# [GOAL OF THE EXERCISE]
Reproduce word for word the lines of the data below that run between the line containing "of the faucet" and the line containing "pixel 390 367", inclusive. Give only those lines.

# [MATERIAL PROVIDED]

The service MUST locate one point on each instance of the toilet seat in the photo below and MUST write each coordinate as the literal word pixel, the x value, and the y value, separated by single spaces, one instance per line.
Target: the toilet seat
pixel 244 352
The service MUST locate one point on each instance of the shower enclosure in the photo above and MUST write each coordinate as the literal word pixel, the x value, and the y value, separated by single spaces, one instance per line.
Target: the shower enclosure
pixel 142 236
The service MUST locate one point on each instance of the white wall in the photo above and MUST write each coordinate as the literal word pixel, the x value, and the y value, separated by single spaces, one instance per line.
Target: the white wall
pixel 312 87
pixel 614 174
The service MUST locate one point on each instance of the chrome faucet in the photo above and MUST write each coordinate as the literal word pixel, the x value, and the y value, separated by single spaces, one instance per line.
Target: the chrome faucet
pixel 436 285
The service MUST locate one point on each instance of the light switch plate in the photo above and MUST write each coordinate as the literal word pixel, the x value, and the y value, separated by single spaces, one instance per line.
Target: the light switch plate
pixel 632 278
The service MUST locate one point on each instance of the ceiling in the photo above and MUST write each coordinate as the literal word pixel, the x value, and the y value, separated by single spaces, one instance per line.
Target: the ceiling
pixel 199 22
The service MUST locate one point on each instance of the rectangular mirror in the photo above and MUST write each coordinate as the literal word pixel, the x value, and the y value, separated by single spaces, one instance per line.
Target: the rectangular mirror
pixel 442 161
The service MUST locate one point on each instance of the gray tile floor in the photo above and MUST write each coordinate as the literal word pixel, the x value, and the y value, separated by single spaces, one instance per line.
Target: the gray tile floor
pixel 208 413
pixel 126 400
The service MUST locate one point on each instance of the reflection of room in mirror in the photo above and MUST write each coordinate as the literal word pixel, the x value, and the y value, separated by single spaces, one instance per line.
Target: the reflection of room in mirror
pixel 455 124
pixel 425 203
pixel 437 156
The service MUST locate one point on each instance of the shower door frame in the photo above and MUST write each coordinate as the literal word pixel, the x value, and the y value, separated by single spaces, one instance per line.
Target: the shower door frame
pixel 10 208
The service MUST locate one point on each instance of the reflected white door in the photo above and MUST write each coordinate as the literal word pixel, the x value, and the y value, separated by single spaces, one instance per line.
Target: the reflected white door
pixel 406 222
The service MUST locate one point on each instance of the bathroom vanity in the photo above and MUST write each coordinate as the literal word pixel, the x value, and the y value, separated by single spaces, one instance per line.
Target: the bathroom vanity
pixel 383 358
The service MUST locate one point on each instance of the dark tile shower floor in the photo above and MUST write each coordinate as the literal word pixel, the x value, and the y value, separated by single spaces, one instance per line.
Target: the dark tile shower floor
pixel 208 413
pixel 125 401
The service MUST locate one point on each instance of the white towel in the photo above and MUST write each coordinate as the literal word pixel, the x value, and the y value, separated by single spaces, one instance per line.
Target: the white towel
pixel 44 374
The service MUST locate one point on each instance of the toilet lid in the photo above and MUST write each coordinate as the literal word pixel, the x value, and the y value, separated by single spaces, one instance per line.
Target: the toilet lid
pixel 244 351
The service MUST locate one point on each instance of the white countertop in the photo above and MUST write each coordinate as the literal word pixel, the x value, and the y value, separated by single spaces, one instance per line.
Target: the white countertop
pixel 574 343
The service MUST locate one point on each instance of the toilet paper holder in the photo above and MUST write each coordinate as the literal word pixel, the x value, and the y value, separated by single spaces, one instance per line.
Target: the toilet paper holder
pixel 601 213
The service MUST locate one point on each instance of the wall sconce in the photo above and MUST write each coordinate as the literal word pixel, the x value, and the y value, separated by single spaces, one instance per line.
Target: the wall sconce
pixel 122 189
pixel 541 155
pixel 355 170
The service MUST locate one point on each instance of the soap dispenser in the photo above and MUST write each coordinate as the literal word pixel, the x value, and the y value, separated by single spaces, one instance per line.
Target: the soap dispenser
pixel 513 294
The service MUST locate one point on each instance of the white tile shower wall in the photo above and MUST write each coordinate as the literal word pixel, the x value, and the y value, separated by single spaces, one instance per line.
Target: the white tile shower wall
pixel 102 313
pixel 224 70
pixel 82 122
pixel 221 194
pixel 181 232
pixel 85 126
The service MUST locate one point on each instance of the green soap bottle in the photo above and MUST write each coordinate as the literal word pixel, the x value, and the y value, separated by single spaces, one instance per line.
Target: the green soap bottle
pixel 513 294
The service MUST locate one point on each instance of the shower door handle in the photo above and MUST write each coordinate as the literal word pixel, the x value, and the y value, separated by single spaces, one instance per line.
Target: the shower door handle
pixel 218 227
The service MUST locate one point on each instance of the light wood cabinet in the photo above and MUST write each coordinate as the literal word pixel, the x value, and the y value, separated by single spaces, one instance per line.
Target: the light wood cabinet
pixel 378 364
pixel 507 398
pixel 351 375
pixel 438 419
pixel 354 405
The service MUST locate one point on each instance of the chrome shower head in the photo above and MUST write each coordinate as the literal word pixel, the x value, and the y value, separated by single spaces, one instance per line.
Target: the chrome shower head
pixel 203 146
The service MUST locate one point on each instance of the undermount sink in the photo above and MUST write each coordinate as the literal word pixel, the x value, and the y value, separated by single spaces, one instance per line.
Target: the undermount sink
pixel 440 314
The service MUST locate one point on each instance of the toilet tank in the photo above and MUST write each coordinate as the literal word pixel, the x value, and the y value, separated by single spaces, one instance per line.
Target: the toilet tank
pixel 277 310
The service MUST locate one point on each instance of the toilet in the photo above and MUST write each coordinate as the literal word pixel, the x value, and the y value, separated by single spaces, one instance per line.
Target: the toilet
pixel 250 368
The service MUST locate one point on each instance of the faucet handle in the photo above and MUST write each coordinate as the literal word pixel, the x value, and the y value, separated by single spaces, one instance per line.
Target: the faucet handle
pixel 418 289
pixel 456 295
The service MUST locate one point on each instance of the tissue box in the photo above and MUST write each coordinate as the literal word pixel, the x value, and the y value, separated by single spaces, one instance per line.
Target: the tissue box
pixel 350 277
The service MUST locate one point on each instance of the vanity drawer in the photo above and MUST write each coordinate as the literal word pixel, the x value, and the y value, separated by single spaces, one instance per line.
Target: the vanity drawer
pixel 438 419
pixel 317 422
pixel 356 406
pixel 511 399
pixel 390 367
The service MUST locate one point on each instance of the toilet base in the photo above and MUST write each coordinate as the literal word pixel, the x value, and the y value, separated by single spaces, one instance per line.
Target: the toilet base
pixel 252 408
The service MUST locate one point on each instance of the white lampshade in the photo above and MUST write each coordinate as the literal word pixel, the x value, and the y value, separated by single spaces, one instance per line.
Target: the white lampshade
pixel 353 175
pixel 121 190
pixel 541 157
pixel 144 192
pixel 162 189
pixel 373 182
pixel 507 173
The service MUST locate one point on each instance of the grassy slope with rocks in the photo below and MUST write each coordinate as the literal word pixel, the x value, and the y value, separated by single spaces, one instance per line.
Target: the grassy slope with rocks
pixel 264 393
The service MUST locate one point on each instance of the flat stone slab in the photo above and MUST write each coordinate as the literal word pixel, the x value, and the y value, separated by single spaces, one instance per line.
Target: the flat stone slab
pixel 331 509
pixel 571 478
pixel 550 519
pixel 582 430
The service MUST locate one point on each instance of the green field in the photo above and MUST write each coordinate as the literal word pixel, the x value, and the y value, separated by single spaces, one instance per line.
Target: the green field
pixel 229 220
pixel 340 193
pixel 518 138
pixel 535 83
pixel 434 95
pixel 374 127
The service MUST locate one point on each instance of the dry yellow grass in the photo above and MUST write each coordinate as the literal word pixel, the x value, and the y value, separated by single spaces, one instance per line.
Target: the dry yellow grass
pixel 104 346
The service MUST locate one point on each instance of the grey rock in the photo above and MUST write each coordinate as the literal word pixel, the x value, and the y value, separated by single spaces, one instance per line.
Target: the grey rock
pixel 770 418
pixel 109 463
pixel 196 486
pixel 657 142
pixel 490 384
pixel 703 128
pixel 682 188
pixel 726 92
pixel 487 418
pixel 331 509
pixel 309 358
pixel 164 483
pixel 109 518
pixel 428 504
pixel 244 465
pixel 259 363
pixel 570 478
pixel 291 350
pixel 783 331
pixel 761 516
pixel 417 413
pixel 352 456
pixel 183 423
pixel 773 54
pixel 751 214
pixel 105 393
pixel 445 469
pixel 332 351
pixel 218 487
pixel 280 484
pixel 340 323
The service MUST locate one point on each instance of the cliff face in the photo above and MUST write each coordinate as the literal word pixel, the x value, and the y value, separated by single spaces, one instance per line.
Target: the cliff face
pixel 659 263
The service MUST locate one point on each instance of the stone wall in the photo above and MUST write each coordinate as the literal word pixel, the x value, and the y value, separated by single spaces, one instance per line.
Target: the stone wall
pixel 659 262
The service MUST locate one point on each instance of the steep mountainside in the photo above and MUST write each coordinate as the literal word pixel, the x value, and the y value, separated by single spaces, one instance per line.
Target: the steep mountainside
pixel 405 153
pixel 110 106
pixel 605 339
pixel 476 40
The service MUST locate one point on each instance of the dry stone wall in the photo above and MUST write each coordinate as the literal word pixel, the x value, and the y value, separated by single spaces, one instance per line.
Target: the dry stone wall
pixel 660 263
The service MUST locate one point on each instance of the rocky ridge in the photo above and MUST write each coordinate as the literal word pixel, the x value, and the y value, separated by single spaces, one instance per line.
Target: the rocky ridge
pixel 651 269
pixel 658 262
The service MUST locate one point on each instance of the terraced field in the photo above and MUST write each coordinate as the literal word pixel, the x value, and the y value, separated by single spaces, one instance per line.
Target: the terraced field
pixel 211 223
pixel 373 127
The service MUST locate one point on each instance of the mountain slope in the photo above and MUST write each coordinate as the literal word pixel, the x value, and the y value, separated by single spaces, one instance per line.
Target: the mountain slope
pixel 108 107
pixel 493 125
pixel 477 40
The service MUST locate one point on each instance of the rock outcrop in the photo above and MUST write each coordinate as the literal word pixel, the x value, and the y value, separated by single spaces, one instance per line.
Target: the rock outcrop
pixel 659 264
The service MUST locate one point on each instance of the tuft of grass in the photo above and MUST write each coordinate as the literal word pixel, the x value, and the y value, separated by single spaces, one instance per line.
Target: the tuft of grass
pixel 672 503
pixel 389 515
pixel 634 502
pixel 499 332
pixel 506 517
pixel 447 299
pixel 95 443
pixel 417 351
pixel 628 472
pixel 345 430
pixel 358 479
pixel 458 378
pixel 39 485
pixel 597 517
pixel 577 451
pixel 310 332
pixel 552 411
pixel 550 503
--
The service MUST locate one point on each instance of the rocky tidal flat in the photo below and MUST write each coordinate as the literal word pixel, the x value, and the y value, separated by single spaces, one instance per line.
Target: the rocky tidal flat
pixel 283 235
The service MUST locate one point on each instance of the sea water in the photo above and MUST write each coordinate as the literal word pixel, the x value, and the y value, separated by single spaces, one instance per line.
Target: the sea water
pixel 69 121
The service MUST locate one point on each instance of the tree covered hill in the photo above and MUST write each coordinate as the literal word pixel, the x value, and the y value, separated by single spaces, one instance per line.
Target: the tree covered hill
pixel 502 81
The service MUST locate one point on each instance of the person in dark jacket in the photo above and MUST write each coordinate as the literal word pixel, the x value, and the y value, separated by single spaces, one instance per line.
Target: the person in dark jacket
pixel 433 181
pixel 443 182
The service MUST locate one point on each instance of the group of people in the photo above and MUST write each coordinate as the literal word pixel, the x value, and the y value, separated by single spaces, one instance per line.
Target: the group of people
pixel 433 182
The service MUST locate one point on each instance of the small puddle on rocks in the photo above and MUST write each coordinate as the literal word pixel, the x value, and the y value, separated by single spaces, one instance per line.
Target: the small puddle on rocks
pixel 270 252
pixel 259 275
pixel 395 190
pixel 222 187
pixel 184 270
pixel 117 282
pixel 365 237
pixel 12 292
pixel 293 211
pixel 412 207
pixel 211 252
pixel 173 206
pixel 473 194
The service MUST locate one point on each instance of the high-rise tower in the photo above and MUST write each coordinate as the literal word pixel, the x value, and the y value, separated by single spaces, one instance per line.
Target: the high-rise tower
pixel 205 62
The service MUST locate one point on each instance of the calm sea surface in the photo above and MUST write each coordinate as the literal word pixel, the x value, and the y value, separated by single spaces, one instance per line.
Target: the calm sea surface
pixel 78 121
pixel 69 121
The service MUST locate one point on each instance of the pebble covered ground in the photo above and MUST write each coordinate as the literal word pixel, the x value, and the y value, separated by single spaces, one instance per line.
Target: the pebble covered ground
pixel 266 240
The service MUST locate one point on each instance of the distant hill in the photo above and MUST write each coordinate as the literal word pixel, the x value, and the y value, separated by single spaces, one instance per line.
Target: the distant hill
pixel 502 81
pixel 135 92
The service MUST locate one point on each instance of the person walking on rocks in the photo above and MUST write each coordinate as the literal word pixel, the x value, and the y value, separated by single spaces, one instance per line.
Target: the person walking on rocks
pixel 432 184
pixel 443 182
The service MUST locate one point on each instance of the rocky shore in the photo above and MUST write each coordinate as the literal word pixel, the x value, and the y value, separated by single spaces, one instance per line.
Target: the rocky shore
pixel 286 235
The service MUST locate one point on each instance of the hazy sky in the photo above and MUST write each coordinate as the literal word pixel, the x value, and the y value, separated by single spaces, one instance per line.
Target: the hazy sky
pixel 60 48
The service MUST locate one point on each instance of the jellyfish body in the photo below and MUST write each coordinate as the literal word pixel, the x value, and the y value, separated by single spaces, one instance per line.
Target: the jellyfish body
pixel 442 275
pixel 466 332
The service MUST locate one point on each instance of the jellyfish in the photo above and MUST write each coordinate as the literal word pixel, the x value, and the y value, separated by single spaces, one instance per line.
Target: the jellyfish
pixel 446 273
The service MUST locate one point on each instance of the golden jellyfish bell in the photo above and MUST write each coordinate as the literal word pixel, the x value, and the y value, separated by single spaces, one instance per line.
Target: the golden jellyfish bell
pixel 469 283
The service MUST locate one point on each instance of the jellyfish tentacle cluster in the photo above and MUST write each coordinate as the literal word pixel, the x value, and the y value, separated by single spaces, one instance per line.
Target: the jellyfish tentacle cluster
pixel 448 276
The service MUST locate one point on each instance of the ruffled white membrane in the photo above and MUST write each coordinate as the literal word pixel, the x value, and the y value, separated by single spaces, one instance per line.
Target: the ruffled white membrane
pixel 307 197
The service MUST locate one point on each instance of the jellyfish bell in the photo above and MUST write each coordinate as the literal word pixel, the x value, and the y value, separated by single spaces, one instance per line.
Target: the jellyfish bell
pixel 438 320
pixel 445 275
...
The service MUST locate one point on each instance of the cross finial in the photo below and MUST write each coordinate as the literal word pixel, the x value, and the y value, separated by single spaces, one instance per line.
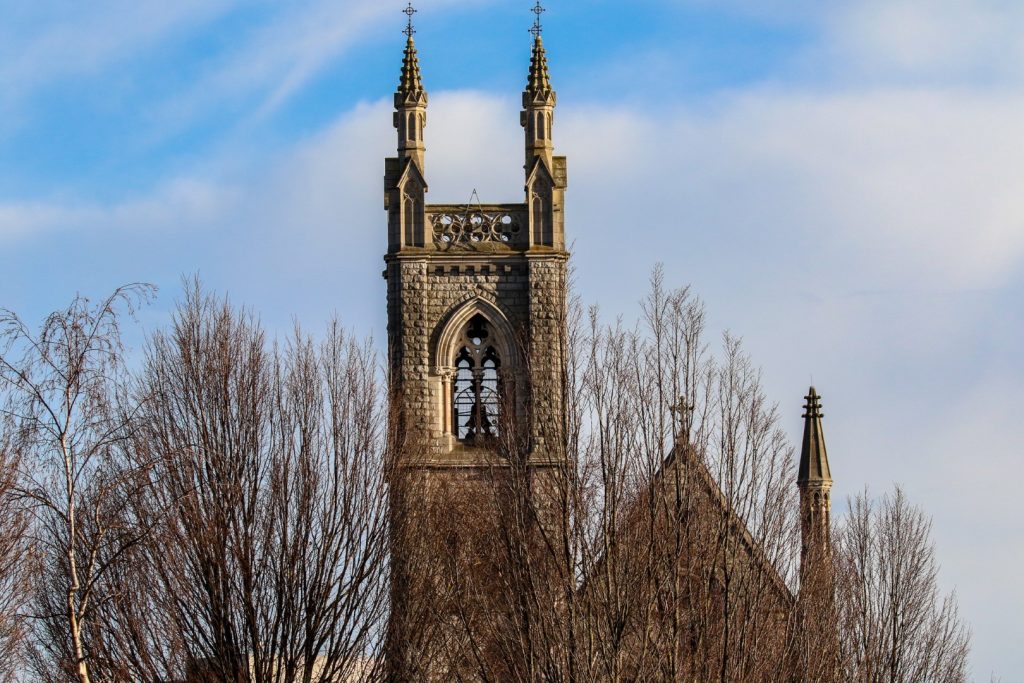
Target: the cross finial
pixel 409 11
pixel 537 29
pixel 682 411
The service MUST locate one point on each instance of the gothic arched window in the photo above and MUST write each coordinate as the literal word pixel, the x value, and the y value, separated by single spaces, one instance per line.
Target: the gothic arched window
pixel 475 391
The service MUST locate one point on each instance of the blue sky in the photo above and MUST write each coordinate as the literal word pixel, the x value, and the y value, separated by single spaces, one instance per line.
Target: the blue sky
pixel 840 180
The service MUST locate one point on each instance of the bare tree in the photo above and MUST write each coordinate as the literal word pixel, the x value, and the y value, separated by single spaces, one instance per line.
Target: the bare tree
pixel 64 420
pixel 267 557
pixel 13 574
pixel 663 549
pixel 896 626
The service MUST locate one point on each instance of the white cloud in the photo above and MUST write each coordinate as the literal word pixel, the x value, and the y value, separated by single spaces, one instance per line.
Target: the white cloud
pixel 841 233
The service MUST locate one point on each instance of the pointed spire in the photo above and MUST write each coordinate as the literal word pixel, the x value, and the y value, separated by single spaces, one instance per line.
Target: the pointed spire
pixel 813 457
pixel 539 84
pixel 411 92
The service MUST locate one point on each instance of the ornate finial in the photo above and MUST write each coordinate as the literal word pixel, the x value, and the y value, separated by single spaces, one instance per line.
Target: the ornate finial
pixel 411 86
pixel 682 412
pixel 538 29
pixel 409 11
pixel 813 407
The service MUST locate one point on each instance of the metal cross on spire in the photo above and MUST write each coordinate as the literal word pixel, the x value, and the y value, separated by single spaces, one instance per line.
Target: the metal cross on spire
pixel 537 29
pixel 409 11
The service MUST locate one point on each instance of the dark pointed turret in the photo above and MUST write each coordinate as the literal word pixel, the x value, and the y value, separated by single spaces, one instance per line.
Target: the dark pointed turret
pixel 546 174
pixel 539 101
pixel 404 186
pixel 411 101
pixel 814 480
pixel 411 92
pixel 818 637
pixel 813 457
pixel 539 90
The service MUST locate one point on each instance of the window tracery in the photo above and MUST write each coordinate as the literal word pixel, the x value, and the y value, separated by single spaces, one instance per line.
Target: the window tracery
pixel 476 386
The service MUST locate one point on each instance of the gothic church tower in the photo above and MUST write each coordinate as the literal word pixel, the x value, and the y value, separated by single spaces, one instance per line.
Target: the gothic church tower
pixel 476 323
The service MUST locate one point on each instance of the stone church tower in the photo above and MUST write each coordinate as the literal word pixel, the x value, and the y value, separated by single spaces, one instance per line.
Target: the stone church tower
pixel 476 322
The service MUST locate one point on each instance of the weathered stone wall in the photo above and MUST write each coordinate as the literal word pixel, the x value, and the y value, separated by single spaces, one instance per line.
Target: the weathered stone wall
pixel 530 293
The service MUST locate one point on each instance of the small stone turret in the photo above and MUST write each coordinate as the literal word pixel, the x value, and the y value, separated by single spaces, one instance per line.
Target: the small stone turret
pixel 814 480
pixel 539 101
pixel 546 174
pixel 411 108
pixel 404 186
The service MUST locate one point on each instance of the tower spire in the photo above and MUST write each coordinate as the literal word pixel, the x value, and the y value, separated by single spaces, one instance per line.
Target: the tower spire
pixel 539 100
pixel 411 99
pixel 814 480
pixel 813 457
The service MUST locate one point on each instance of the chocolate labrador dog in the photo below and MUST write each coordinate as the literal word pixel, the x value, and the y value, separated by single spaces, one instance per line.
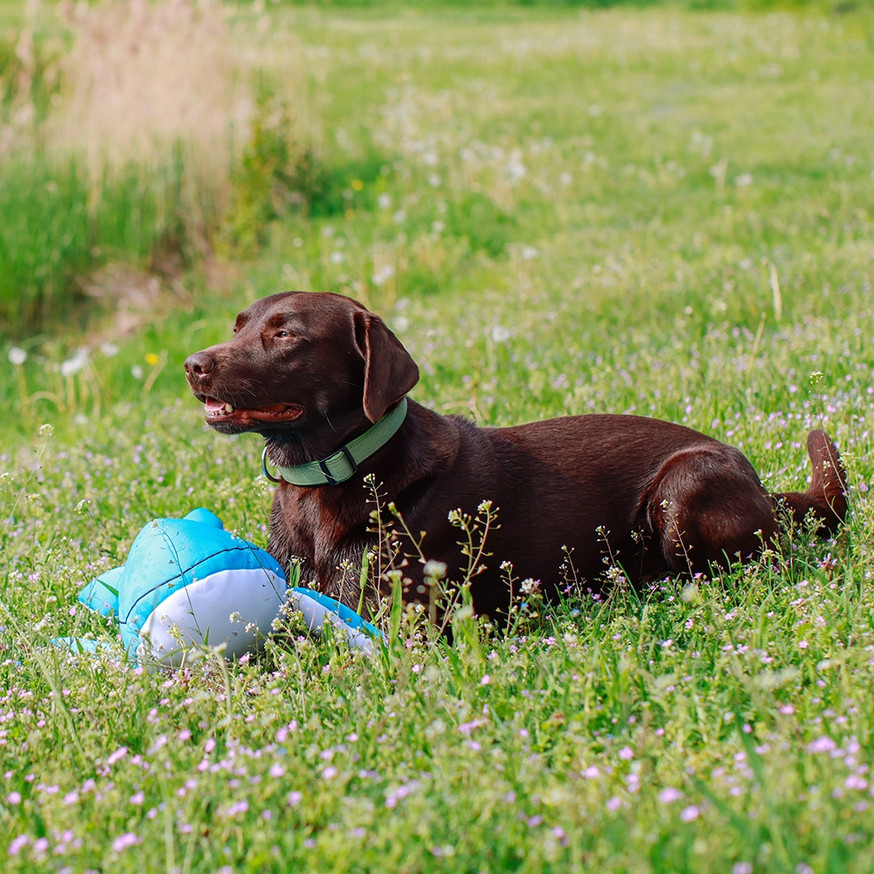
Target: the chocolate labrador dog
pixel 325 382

# [ANSWER TO THIS EXERCISE]
The service MUST locate one point on each instance of the faucet handle in the photo above and MUST write each coordinate as the literal word pixel, the x value, and the y value, separated by single spaces, one instance per line.
Target: the faucet handle
pixel 418 289
pixel 456 295
The service MUST locate one point on each instance of the tissue box in the photo above and MUST write each coordinate as the literal word pixel, the x value, and the y value, separated by single spaces, one instance per line.
Target: the tissue box
pixel 350 277
The service MUST locate one point on each instance of the vanity drawer in the photo above and MUST write each coordinate as the literal word pixel, the x value, and the y value, separated by single spaces, one instance per line.
Target: the vanity drawer
pixel 438 419
pixel 317 422
pixel 356 406
pixel 511 399
pixel 390 367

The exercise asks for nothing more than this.